--- What you are asked to do ---
Return, unchanged, each line in the entries below that includes the word "black".

--- A run of entries ---

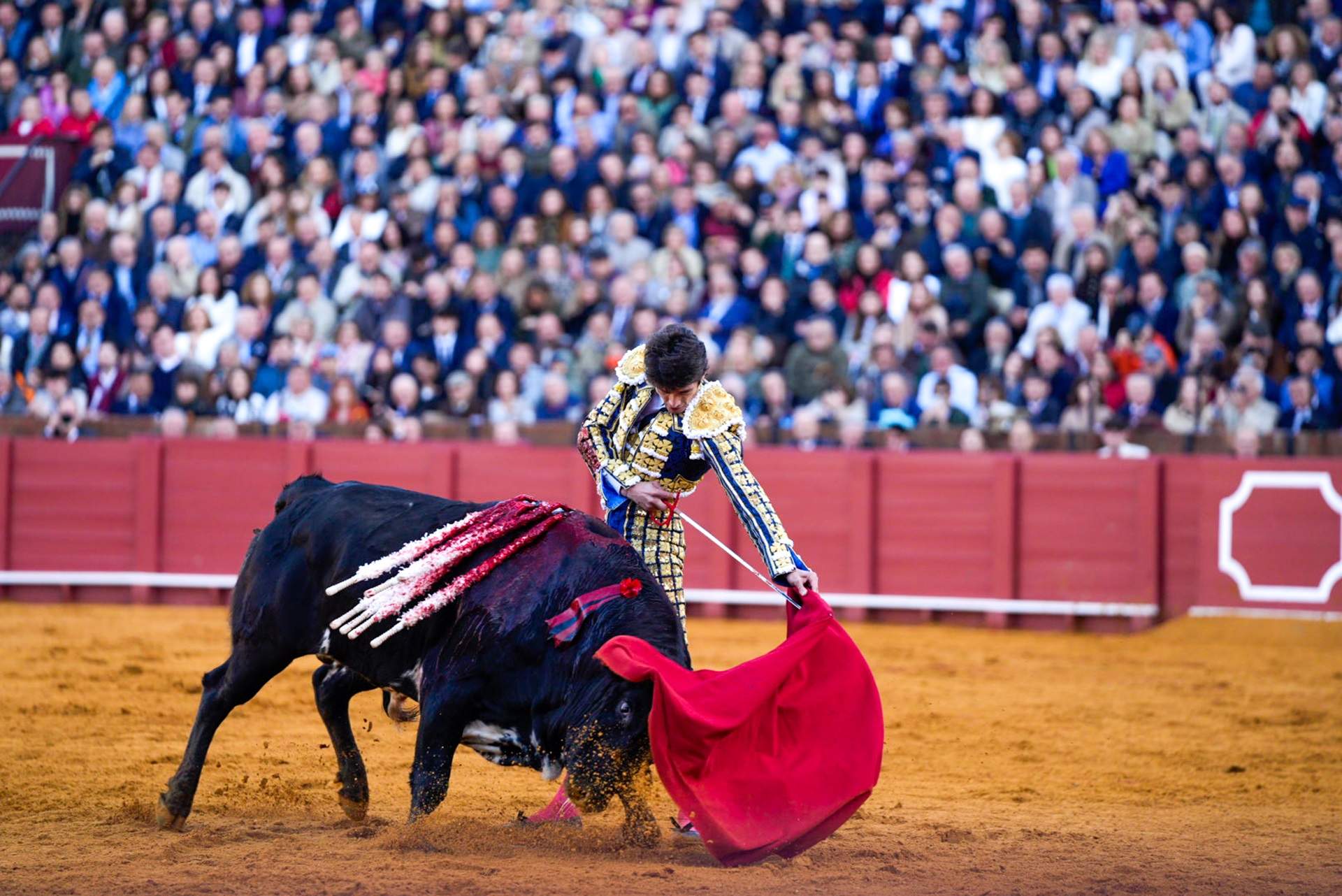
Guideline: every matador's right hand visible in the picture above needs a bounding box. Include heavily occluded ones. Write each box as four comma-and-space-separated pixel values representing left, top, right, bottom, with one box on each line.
620, 482, 675, 511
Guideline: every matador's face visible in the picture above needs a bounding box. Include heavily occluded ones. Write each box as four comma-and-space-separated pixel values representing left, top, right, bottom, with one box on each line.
652, 381, 699, 416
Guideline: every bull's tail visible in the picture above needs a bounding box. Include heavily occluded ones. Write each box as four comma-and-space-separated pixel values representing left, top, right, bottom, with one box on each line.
382, 688, 419, 724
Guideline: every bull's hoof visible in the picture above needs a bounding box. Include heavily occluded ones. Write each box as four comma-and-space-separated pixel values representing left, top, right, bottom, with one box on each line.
340, 794, 368, 821
154, 797, 187, 832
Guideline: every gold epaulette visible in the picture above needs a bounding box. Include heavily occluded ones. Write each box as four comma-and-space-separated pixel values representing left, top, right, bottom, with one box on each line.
614, 345, 648, 386
681, 380, 745, 439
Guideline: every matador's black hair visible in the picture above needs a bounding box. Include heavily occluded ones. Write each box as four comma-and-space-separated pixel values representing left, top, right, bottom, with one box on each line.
644, 324, 709, 391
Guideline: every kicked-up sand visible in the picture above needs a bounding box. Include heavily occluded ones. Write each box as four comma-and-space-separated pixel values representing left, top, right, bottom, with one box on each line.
0, 604, 1342, 896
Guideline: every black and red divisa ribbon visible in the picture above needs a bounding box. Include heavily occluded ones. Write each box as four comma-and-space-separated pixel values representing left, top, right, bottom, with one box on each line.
545, 578, 643, 646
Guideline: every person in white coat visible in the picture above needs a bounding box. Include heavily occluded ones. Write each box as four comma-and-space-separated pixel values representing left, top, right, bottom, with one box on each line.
1016, 274, 1090, 358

--- Reply ---
Guideline: every matador's black hair visible in the picture above needs a bounding box. Include heavily occluded ones. Write each box as four comma-and-space-separated pixel values representing left, top, right, bottom, with one box on each line.
Guideline: every black and red divisa ribbon visible in the picture above needs a bounding box. Include heavily occluded ones. Write each box as four comma-and-space-separated pixel values representing left, top, right, bottom, with one box on each line.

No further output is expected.